Work to complete →
Reading the records beneath this task, work out how many lines contain the word "fence" and reply with only that number.

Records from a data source
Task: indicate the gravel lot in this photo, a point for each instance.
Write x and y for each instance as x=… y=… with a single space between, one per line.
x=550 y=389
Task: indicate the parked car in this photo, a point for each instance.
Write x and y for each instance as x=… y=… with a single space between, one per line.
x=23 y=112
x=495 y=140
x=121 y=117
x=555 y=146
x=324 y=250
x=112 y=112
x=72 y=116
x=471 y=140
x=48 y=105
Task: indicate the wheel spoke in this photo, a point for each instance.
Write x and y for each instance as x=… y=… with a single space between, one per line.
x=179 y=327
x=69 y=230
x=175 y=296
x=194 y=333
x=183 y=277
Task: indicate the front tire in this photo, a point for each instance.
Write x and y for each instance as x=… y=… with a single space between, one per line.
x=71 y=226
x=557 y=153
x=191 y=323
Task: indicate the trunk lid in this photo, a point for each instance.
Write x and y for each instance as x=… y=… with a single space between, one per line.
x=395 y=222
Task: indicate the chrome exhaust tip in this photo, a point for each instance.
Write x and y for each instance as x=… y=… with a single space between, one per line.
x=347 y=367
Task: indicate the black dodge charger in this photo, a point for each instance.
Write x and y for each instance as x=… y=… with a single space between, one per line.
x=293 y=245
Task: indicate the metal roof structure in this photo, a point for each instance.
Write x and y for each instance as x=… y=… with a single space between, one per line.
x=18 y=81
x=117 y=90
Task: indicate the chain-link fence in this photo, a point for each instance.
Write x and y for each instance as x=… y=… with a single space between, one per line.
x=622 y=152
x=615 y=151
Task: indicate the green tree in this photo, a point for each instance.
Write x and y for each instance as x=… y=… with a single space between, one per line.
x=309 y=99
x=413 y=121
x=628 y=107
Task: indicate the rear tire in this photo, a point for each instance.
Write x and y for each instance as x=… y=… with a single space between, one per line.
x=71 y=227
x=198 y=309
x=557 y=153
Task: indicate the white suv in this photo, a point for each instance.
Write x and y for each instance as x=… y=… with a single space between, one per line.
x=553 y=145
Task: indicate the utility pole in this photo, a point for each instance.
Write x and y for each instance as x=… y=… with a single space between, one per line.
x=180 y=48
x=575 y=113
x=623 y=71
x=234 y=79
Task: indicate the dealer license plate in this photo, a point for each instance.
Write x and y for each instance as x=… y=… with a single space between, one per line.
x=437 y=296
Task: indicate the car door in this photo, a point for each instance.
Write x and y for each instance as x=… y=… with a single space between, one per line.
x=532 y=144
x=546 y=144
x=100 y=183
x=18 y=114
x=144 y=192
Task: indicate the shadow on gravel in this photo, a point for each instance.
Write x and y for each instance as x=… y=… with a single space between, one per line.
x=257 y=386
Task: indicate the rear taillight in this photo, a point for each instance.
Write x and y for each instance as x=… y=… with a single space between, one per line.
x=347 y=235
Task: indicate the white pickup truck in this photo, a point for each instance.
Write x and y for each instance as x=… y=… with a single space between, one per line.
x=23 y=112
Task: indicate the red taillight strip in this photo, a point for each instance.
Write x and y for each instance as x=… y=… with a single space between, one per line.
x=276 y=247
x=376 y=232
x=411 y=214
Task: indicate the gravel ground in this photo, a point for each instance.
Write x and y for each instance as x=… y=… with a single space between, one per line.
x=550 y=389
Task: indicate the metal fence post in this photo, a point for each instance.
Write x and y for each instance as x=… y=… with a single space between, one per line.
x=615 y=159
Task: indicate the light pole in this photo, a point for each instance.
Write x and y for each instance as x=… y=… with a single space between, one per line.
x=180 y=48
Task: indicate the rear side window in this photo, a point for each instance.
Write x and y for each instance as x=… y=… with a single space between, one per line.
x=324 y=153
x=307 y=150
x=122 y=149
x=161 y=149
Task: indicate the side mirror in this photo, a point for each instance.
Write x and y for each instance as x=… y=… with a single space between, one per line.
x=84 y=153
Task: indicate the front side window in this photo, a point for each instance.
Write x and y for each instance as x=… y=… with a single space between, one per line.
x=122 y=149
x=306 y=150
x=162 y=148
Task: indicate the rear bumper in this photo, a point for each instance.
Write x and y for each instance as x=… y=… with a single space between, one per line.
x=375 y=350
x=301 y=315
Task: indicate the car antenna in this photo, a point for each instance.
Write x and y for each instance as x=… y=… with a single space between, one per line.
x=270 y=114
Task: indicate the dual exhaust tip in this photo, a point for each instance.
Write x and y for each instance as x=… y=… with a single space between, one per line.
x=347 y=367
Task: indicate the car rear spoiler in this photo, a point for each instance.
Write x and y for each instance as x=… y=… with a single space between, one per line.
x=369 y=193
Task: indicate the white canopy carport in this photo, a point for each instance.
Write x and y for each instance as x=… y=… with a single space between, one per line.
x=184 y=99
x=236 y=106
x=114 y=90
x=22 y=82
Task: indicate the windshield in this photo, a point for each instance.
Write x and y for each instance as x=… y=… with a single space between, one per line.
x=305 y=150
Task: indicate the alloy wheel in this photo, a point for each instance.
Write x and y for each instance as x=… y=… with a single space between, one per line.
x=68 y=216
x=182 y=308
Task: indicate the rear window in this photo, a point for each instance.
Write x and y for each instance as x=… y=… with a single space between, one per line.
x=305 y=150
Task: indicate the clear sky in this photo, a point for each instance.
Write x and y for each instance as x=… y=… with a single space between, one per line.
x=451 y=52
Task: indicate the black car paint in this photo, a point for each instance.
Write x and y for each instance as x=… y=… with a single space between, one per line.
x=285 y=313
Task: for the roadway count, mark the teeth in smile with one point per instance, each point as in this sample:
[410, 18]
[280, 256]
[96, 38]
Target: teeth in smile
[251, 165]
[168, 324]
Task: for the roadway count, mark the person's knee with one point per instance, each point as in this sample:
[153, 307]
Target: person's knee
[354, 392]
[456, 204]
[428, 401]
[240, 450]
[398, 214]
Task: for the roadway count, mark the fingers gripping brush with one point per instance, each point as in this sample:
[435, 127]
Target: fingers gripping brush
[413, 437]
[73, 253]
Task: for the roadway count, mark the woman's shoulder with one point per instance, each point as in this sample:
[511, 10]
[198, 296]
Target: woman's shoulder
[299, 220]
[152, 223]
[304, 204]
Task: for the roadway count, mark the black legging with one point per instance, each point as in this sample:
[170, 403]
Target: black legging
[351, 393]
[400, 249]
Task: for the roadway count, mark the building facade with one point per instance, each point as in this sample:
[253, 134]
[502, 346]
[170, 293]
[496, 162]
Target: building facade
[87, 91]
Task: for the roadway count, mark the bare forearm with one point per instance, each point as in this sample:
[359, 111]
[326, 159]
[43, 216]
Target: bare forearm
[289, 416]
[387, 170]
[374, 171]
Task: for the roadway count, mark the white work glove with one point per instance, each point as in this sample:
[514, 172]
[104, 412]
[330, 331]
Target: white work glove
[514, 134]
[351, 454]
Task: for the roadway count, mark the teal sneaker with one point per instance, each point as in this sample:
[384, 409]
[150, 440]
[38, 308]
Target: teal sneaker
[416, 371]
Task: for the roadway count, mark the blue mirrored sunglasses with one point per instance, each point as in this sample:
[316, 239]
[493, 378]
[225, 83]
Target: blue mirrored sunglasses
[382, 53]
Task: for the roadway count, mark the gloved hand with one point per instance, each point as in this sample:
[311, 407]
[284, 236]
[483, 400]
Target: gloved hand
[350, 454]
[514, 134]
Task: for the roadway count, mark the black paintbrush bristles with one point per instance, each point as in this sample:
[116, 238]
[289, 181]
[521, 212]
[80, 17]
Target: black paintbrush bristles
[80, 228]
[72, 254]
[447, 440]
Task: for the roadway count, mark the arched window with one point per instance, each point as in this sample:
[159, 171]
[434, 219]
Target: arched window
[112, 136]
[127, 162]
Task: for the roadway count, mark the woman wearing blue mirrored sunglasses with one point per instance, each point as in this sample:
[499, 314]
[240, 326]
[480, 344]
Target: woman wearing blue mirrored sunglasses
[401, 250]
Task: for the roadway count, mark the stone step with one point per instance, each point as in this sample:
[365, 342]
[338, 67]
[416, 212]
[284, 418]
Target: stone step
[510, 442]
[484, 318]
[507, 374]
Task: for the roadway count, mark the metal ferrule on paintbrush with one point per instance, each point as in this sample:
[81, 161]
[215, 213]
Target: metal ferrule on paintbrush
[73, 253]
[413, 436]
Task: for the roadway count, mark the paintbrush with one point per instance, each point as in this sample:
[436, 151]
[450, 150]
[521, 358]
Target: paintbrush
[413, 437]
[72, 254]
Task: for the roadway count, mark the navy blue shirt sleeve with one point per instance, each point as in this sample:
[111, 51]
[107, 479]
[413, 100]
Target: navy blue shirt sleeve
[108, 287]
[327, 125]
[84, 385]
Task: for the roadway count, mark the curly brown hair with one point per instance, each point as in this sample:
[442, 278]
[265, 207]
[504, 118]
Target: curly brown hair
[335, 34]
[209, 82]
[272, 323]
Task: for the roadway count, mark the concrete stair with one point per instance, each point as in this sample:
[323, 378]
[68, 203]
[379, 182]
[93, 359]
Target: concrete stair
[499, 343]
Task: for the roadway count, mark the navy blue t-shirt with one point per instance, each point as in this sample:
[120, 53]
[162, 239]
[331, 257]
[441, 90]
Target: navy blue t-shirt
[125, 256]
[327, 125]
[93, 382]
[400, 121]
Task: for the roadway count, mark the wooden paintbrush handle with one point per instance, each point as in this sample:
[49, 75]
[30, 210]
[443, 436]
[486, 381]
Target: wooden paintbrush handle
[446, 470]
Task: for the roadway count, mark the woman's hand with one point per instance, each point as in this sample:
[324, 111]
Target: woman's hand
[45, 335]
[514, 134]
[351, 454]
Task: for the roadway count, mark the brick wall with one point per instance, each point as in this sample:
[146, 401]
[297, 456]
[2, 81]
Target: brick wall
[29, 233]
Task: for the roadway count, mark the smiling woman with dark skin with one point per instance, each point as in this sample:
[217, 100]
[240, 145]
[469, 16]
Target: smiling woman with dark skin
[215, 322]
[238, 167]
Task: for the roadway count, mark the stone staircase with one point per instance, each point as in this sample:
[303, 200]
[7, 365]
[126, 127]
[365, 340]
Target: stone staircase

Response to the exercise →
2